▶ Text
'''

The problem was that the standard serial ports /dev/ttyS* and the USB
serial ports /dev/ttyUSB* are owned by root and by default only give
read and write access to their owner and the 'uucp' group. This means
that a normal user can't run programs that access them.

I know two solutions: 

1) The kludge. Add the command 

	chmod uga+rw /dev/tty[A-Z]*

   into /etc/rd.d/rc.local

   By default this script is run as part of the boot process
   but contains nothing except comments saying when it is run
   and what it is for.

2) A cleaner solution. Add an overriding rule to the UDEV rules set.
   These are run at boot time to set up the device files in /dev.
   Add the following file to /etc/udev/rules.d and make sure it is
   owned by root.root and has "rw-r--r--" permissions. Here's the file:

=========== /etc/udev/rules.d/51-local.rules ==========================
#
# Locally defined rules.

'''

▶ Dataset excerpt
'''

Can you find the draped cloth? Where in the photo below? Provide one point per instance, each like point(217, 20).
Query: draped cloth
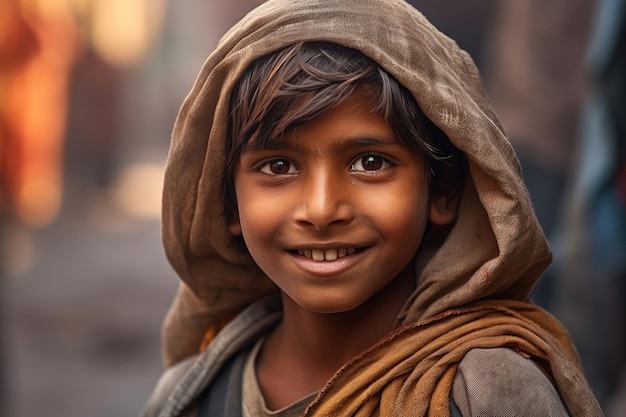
point(496, 249)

'''

▶ Problem
Carry the text on serial port permissions onward from its final line. The data stand apart from the text on serial port permissions and are separate material.

▶ Response to the exercise
#

#
# Give world read/write access to ttyS* and ttyUSB* serial devices
#
KERNEL=="tty[A-Z]*", GROUP="uucp", MODE="0666"

======================================================================= 

   You may need to change the file name, which must not overwrite or
   modify an existing file and MUST follow the file containing a
   rule that sets the serial ports mode to "0660". Run 

	grep 'KERNEL=="tty[A-Z]*"' /etc/udev/rules.d/*

   to check which file that is. In my system its in
   /etc/udev/rules.d/50-udev-default.rules but other distros may differ.
   Your new file must start with a number that's higher than that of the
   file containing the default rule.